**WHAT IS NEEDED**
A single number is required: the count of lines in the entries below that include the word "rough".

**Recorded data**
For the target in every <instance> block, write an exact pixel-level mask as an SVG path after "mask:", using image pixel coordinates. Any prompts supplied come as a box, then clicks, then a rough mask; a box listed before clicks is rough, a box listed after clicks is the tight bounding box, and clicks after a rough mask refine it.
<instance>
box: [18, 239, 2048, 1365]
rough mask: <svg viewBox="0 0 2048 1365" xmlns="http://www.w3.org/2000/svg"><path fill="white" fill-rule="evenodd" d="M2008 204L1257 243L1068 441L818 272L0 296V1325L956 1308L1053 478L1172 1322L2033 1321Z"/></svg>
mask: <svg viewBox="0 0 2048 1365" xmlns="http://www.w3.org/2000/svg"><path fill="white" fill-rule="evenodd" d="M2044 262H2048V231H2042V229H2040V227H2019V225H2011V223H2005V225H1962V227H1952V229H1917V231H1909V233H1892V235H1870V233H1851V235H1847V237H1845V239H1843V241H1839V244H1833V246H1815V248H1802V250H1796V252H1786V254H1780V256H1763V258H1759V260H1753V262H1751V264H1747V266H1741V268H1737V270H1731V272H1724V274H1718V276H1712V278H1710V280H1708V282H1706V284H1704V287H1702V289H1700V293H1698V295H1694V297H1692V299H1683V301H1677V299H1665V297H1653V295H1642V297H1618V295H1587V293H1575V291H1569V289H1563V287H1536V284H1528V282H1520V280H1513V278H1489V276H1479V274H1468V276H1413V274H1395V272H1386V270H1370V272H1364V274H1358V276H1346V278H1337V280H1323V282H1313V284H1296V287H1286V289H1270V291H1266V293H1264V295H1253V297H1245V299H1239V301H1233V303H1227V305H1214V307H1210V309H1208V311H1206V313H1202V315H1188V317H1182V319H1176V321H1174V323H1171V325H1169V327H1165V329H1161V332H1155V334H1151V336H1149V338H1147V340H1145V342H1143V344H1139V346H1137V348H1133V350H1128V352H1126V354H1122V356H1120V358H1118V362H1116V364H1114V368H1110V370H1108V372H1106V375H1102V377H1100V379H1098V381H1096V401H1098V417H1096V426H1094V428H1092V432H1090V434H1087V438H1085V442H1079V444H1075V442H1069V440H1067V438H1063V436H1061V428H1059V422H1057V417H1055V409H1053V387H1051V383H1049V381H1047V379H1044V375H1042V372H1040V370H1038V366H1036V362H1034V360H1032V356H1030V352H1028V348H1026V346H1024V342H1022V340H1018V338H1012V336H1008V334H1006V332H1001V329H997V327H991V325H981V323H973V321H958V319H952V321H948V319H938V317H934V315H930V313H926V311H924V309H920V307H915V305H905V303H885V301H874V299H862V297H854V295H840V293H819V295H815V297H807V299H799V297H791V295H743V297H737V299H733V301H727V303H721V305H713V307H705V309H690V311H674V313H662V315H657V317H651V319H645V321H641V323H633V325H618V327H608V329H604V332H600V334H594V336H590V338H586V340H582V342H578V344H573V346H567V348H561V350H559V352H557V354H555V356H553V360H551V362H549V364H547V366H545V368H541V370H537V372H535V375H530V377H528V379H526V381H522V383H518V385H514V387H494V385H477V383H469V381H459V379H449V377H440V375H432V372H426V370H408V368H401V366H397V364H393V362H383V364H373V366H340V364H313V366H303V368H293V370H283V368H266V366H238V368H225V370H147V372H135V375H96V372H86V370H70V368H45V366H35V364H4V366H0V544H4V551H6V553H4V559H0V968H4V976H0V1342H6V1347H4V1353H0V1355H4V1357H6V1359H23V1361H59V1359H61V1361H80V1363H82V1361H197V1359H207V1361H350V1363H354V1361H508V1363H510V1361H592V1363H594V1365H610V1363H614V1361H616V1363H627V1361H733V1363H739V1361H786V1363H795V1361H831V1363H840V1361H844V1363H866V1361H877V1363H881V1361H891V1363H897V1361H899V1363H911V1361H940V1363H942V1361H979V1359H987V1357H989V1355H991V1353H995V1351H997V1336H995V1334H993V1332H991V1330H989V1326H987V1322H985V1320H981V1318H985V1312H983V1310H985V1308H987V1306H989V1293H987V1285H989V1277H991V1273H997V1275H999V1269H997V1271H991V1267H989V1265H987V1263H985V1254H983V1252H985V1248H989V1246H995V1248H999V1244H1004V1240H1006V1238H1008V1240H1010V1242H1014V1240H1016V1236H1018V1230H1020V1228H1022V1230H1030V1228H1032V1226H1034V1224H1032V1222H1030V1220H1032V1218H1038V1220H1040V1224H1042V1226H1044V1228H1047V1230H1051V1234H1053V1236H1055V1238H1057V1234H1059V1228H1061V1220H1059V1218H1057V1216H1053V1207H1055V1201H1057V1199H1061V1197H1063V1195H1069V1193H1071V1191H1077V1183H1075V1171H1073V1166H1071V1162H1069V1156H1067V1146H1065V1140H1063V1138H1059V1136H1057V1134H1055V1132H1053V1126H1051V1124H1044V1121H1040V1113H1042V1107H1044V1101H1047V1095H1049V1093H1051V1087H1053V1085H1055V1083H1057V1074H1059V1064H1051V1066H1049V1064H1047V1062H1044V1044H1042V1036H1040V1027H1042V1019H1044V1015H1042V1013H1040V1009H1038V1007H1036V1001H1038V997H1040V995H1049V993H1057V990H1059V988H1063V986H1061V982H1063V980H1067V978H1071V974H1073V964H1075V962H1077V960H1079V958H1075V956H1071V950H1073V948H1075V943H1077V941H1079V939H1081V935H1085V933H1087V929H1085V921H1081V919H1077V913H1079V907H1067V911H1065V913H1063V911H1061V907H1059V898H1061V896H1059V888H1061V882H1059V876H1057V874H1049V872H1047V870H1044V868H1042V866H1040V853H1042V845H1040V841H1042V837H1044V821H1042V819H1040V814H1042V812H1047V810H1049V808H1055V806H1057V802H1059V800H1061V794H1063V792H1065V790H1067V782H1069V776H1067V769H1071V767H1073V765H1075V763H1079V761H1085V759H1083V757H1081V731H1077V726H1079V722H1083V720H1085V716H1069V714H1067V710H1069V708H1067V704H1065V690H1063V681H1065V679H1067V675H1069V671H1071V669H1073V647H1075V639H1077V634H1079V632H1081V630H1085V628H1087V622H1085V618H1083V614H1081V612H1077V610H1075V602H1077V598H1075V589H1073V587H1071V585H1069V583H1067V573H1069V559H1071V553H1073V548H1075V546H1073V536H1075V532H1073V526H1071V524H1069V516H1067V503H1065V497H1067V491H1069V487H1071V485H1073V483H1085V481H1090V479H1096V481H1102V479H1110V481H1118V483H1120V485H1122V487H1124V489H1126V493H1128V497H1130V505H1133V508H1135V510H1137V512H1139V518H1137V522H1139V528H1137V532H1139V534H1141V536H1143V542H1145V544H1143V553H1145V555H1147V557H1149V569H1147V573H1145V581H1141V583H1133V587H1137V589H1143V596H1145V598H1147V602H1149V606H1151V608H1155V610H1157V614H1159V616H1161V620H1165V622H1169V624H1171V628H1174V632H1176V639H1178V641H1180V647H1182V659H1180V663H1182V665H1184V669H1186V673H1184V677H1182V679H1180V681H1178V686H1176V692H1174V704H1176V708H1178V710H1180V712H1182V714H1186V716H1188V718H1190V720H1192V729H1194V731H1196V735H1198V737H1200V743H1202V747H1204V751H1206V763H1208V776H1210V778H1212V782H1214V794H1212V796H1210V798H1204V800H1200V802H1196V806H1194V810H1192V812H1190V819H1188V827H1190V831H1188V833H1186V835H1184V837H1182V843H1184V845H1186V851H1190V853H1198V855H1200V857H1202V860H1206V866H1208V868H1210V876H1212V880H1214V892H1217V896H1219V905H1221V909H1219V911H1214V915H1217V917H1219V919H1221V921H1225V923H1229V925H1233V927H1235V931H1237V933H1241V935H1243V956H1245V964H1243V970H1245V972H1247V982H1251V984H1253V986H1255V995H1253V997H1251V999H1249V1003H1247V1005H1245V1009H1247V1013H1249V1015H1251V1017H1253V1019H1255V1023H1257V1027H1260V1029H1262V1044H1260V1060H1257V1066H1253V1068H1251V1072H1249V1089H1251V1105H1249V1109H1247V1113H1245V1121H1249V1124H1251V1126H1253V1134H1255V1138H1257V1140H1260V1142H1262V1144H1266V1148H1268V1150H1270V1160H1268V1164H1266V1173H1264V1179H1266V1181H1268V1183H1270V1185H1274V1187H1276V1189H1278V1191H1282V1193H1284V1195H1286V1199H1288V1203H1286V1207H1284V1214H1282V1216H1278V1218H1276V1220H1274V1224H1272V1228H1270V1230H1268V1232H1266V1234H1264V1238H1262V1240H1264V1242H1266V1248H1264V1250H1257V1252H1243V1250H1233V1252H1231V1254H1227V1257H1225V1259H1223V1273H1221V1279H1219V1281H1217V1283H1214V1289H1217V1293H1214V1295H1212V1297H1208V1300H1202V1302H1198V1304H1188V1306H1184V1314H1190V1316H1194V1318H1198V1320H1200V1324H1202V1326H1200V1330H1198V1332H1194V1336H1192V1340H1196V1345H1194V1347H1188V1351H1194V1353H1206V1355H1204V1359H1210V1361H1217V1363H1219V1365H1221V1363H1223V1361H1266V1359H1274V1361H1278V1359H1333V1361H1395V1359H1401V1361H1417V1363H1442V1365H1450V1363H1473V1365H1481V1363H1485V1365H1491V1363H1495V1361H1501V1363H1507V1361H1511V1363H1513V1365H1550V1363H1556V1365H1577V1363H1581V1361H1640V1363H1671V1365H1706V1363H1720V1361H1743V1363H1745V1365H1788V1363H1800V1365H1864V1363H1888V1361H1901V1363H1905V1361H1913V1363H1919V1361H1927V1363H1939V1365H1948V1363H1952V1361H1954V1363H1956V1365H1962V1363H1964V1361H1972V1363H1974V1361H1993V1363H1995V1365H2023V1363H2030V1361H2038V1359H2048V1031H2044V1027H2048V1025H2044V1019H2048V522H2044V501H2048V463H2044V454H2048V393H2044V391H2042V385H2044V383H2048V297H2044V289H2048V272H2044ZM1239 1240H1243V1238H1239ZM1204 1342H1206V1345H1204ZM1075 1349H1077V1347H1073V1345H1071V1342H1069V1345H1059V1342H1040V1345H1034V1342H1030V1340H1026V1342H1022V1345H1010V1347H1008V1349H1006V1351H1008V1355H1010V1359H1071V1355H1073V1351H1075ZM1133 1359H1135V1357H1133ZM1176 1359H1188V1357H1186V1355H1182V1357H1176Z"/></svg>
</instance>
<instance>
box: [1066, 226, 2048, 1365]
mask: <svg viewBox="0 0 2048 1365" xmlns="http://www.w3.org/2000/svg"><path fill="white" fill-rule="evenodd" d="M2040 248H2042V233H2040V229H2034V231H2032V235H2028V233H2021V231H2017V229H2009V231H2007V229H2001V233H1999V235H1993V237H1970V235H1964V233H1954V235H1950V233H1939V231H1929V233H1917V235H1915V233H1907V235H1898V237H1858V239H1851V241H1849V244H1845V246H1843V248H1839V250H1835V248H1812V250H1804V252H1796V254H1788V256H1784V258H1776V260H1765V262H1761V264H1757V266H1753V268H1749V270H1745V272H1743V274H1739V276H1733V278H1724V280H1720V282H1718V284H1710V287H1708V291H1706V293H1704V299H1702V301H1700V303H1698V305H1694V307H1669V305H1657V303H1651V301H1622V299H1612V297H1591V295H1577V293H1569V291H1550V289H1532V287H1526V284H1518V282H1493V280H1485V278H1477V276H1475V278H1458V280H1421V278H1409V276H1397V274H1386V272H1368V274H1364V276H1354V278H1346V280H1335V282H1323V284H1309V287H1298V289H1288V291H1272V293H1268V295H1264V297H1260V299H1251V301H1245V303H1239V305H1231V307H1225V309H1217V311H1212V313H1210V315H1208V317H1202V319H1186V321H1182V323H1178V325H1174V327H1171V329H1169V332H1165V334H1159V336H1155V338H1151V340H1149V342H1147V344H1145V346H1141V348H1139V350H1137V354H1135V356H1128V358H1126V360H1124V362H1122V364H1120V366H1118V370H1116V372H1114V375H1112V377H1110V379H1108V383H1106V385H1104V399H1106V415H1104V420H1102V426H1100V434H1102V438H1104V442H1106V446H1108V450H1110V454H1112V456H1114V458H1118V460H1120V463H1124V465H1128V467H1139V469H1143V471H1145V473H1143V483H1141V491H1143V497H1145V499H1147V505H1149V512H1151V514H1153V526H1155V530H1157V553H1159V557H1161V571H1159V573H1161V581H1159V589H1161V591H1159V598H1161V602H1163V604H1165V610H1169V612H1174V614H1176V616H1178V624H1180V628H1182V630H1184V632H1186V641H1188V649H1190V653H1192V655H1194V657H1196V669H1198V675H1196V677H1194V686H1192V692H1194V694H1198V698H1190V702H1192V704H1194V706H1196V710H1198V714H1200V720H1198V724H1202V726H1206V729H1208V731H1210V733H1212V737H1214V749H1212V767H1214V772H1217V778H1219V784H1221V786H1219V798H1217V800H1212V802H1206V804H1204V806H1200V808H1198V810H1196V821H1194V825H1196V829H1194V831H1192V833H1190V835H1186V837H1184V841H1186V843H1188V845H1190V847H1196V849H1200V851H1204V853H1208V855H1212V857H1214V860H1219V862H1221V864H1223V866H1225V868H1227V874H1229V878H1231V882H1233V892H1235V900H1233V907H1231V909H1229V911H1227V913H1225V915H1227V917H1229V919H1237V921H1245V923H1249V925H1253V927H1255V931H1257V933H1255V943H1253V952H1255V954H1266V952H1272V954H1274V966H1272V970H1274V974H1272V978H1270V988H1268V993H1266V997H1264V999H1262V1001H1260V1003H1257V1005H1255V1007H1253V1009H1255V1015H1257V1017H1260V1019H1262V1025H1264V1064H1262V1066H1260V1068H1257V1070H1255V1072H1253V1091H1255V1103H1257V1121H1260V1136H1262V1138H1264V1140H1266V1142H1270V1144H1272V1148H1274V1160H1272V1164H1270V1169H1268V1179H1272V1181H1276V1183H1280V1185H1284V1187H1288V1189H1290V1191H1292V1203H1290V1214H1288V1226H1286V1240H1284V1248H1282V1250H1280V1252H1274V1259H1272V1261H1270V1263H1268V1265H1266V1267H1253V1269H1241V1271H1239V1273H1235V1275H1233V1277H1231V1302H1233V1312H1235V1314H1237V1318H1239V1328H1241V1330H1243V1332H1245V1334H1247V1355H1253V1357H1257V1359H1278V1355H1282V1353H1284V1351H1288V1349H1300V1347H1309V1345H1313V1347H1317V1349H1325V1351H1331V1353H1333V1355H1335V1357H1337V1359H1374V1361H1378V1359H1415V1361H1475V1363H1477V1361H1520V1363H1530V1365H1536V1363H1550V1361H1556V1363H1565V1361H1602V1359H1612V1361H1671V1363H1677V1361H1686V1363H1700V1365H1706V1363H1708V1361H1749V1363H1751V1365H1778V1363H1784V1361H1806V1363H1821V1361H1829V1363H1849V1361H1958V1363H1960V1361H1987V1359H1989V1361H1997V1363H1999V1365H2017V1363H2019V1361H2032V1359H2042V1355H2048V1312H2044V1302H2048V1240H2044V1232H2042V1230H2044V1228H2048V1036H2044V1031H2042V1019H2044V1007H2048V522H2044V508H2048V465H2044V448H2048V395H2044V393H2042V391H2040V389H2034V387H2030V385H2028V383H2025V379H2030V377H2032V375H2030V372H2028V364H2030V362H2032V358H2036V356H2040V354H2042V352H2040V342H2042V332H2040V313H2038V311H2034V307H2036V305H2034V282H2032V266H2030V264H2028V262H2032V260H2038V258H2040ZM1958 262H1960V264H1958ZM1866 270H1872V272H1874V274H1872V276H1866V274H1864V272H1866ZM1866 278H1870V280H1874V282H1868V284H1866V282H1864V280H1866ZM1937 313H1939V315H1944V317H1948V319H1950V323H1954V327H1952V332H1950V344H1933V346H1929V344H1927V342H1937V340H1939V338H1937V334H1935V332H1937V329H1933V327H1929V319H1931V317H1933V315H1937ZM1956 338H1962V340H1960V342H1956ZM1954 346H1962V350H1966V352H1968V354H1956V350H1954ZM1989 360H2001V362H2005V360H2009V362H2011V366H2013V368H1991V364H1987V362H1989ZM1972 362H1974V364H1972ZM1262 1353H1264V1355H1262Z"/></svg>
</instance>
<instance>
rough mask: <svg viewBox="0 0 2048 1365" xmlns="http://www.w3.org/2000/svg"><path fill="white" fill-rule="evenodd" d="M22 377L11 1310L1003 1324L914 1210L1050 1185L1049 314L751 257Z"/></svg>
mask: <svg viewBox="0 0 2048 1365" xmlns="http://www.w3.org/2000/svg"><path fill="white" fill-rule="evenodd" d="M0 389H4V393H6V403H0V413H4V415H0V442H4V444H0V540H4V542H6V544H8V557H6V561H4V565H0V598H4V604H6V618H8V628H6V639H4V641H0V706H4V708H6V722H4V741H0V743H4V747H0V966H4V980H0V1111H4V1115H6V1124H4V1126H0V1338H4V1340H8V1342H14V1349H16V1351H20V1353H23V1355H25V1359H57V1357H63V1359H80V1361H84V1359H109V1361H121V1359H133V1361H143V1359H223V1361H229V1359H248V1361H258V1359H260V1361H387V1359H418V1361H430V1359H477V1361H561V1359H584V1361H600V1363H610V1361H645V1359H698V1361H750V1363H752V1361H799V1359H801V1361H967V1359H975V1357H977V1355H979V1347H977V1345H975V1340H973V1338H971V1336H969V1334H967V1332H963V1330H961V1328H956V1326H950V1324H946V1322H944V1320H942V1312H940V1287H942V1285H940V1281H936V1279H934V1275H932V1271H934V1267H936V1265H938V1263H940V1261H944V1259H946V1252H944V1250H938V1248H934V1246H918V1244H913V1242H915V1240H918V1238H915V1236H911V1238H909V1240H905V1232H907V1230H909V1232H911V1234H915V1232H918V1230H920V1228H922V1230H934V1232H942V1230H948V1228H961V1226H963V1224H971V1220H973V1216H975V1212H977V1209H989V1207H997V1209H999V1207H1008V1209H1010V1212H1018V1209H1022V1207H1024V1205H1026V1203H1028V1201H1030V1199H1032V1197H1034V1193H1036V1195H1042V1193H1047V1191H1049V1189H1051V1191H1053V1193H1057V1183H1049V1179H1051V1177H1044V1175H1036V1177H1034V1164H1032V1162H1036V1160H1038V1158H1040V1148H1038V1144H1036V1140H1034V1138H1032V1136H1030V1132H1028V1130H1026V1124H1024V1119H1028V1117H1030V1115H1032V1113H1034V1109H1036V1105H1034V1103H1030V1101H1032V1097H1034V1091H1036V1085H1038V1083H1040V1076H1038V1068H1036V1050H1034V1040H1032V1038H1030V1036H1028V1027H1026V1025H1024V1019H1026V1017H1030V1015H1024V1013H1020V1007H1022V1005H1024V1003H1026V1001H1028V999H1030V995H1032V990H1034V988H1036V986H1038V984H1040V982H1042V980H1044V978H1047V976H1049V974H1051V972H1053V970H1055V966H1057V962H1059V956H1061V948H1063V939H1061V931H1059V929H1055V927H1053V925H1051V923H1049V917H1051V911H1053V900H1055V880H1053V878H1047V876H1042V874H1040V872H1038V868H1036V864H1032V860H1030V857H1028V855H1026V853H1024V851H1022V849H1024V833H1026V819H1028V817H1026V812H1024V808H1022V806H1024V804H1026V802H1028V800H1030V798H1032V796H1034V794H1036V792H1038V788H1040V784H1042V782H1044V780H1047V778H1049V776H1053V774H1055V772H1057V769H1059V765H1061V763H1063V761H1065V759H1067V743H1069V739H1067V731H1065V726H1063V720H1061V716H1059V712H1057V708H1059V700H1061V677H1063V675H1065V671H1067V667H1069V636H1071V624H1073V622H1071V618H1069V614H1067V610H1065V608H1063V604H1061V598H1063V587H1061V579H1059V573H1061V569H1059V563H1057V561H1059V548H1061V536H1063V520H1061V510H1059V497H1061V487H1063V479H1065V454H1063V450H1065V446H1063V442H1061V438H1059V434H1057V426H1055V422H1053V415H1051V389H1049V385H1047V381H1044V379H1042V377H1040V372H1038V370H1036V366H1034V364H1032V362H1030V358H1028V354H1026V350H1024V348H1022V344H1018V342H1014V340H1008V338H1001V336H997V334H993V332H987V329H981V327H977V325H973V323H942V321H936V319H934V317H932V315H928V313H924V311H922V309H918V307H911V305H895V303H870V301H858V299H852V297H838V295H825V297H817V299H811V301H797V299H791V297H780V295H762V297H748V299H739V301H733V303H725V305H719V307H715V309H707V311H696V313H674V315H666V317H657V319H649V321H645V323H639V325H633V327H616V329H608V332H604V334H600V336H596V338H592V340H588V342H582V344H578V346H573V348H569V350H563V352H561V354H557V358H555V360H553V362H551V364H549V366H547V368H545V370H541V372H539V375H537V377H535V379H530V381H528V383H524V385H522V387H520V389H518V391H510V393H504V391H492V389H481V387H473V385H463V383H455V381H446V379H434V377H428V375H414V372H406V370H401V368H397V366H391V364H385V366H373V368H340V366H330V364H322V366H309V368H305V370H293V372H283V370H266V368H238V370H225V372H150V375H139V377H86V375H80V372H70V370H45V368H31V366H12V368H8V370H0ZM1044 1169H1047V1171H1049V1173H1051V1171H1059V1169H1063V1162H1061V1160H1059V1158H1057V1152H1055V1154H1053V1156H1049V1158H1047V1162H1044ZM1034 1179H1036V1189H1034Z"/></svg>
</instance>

**SOLUTION**
3